* [DOCUMENT EXCERPT]:
# # #

None of that is normal. Nor should it be indulged by any citizen who lives outside of Cuba, Russia or North Korea.

Let’s be clear: Intellectually honest people are absolutely entitled to different takes on the abortion and marijuana amendments. But there’s no intellectually honest defense of government spending public money on propaganda or threatening to arrest people who say things politicians dislike.

That is not conservatism. It’s authoritarianism.

It’s government out of control — a governor punch-drunk on power, surrounded by gutless legislators and only stopped by a handful of judges who, unlike these GOP politicians, actually respect the U.S. Constitution.

There are some genuine conservatives out there who recognize this lock-up-dissenters mindset for the authoritarian trash it is. But many Floridians mindlessly cheer it on.

# # #

Copy the opinion passage on authoritarianism in Florida word for word, from start to finish.

# # #

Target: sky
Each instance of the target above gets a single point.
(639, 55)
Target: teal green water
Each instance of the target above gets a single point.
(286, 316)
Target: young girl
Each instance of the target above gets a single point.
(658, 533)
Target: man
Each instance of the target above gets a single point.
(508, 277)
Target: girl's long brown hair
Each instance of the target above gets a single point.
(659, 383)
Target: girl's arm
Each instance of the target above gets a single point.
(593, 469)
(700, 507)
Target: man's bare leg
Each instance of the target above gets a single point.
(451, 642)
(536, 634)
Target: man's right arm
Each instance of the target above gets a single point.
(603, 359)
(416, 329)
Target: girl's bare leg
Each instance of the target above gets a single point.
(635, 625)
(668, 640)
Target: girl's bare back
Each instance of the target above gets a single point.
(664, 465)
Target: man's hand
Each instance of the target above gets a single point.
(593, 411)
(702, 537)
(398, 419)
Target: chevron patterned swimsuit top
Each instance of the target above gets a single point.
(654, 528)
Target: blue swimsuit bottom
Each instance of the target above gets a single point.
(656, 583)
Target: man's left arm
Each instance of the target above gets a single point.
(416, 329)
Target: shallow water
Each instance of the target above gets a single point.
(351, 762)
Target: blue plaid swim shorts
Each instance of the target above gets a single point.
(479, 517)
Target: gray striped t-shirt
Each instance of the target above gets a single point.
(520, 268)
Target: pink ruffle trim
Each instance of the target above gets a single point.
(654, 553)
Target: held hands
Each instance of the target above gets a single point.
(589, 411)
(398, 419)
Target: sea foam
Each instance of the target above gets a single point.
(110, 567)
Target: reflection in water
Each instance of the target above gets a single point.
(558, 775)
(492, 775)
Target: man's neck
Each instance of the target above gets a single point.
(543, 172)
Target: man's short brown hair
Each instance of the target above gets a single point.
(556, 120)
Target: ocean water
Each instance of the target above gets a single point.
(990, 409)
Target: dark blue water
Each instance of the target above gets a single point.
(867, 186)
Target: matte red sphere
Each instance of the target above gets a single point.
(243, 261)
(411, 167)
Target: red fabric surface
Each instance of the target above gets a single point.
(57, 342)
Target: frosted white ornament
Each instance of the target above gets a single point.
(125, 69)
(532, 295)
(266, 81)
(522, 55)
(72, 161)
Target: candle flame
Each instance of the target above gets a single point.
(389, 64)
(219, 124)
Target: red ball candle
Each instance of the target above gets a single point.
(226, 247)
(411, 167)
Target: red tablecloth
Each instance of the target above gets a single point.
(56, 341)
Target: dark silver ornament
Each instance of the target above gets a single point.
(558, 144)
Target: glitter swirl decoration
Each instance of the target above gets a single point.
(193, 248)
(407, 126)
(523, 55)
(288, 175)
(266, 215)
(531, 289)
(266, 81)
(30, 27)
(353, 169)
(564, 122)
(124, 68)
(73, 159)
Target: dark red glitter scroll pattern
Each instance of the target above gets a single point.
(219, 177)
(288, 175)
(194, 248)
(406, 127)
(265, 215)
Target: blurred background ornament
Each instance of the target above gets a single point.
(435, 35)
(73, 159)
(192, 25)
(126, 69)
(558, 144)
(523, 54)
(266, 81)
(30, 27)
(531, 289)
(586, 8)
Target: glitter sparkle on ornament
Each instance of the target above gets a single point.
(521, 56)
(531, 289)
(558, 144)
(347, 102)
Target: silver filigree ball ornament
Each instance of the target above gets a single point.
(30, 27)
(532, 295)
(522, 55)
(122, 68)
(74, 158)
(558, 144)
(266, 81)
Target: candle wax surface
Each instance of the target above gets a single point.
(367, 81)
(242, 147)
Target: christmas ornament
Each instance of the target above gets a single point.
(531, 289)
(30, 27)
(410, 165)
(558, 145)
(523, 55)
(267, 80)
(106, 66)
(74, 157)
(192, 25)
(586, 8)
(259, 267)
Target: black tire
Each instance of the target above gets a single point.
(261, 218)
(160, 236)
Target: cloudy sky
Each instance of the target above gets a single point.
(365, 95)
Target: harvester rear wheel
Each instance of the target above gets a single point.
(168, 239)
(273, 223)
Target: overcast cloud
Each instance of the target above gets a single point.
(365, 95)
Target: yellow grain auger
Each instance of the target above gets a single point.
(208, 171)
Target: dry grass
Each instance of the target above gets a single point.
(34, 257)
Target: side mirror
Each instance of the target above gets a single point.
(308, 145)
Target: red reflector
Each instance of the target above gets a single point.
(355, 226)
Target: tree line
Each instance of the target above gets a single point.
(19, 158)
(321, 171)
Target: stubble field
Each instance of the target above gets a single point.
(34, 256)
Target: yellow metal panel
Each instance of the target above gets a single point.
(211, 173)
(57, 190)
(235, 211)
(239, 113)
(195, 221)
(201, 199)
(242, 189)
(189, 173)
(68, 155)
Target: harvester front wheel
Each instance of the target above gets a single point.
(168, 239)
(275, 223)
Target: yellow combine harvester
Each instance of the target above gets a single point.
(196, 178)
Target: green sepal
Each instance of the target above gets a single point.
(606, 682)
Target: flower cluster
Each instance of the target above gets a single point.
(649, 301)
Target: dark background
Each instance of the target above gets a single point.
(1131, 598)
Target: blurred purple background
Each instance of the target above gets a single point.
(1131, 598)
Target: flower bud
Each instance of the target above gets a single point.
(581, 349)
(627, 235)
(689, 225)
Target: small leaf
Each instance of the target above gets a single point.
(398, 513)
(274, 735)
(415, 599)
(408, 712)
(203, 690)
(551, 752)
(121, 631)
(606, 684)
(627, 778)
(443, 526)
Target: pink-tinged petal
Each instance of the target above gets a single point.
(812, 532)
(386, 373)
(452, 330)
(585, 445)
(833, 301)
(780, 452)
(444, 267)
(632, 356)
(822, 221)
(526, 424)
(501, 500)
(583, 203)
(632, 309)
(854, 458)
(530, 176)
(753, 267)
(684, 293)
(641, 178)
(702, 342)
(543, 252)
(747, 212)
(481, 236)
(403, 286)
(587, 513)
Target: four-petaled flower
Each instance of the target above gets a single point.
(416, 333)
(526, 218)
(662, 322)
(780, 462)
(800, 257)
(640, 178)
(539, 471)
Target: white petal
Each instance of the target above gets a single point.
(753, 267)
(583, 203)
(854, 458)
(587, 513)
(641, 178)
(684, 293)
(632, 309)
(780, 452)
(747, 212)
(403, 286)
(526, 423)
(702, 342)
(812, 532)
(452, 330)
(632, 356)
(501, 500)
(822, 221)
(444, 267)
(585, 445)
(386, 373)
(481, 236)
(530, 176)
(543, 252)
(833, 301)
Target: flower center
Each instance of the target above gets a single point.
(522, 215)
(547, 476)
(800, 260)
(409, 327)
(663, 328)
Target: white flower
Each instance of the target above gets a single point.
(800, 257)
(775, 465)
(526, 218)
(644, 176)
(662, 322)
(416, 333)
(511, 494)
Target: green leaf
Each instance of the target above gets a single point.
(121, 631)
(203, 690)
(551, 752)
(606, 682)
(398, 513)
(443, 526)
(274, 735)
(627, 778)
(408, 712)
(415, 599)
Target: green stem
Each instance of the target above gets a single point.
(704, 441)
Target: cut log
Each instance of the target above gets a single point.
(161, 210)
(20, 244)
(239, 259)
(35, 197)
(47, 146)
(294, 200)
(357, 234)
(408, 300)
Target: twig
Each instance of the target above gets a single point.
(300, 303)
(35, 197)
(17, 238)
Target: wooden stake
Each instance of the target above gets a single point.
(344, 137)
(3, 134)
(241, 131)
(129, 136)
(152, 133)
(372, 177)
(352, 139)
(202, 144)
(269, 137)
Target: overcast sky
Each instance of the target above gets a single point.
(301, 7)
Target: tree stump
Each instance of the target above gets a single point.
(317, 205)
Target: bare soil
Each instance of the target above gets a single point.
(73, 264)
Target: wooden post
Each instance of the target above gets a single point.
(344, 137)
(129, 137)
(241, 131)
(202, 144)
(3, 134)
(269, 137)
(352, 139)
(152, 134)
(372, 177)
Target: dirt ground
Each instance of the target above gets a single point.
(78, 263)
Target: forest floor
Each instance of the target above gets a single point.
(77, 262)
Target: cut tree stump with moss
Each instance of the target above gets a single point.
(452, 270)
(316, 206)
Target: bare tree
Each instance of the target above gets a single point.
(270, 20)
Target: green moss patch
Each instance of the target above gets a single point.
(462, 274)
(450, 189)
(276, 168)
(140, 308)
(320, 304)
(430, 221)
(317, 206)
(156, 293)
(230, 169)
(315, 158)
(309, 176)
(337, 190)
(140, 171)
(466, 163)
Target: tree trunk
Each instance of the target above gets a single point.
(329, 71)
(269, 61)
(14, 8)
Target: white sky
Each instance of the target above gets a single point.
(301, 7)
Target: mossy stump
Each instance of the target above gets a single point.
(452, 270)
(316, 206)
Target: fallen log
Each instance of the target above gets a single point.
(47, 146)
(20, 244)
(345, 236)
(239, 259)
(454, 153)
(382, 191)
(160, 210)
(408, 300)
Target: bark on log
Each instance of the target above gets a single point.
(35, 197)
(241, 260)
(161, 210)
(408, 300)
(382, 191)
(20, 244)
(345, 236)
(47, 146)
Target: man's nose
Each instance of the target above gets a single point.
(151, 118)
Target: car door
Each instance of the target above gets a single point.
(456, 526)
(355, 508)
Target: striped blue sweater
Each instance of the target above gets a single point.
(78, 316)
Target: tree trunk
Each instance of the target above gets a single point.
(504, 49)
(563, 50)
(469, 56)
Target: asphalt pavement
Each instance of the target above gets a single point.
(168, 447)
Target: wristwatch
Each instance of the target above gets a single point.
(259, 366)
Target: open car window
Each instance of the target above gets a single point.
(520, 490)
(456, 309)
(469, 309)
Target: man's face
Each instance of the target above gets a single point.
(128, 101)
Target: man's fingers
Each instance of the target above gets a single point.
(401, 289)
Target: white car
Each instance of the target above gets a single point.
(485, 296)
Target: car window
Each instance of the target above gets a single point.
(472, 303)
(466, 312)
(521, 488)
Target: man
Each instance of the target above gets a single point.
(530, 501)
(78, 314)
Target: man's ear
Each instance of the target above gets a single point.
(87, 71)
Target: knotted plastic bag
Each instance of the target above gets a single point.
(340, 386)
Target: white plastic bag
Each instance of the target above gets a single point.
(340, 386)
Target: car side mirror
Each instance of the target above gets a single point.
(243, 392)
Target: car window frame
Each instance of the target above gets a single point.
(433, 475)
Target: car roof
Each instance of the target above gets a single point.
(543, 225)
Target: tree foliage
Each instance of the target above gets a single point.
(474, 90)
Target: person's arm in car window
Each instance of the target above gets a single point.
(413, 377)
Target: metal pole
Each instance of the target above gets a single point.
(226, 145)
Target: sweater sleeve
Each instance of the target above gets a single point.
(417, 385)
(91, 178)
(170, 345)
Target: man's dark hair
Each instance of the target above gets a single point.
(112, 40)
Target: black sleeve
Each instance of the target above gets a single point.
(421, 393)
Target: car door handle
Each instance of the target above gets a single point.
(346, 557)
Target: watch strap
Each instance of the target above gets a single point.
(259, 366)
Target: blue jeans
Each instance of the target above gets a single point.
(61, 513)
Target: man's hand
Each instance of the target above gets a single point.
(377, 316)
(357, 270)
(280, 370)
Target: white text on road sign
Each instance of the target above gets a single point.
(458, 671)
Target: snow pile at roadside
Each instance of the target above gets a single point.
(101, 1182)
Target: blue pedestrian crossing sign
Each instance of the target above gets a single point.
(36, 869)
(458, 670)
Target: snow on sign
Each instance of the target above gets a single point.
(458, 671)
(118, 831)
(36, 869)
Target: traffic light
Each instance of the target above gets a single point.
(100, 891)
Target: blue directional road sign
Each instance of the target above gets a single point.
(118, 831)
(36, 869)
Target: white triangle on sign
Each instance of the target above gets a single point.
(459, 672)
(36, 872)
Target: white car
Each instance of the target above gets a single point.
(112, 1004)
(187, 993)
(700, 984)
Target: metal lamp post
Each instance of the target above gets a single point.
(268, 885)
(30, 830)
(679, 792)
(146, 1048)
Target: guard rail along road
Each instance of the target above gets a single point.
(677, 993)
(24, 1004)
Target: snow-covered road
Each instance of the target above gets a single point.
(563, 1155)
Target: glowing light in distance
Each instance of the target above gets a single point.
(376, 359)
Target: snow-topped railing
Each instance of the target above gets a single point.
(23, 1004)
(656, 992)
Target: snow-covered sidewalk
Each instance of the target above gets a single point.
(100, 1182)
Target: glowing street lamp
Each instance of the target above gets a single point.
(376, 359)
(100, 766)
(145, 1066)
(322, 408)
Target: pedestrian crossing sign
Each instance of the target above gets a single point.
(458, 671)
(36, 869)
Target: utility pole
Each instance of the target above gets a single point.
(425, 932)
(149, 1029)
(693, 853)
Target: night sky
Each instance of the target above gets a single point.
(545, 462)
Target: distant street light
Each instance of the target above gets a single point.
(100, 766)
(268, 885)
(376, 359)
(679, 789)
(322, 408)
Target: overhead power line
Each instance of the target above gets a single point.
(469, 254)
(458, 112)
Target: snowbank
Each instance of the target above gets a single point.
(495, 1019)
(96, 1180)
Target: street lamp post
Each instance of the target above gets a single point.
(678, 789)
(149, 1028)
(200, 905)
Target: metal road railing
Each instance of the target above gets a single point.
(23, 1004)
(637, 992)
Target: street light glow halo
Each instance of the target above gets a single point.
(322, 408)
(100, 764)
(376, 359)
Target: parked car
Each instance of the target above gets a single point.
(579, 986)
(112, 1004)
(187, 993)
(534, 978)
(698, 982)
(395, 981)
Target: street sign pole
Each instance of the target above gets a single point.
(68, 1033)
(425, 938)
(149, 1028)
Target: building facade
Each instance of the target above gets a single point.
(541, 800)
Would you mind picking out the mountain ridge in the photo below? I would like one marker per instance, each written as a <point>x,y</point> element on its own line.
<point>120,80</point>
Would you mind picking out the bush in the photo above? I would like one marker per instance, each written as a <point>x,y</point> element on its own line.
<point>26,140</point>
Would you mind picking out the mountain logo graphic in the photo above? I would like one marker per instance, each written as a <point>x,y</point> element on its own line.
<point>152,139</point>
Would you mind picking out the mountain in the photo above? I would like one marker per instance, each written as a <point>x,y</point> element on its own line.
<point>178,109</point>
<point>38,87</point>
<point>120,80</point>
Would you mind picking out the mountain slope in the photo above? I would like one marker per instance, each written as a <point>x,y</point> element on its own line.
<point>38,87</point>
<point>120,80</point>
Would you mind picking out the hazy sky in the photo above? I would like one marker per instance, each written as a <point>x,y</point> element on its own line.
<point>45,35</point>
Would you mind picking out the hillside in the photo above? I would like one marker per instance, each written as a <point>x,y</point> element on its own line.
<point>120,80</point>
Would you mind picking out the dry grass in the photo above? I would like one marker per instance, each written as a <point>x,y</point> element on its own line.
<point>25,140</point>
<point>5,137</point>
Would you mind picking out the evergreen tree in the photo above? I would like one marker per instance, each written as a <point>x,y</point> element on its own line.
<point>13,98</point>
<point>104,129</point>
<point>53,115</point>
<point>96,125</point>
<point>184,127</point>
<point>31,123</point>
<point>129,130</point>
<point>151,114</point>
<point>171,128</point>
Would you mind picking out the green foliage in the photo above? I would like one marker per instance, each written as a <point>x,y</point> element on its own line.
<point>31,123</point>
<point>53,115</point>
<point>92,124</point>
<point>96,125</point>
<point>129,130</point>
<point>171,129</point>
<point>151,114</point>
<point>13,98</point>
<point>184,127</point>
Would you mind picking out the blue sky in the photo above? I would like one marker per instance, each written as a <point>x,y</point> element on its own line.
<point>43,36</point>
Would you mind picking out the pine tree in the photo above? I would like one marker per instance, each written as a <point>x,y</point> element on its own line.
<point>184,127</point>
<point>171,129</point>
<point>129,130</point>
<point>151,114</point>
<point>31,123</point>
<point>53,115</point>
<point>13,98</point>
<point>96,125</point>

# # #

* [EXERCISE ANSWER]:
None of that is normal. Nor should it be indulged by any citizen who lives outside of Cuba, Russia or North Korea.

Let’s be clear: Intellectually honest people are absolutely entitled to different takes on the abortion and marijuana amendments. But there’s no intellectually honest defense of government spending public money on propaganda or threatening to arrest people who say things politicians dislike.

That is not conservatism. It’s authoritarianism.

It’s government out of control — a governor punch-drunk on power, surrounded by gutless legislators and only stopped by a handful of judges who, unlike these GOP politicians, actually respect the U.S. Constitution.

There are some genuine conservatives out there who recognize this lock-up-dissenters mindset for the authoritarian trash it is. But many Floridians mindlessly cheer it on.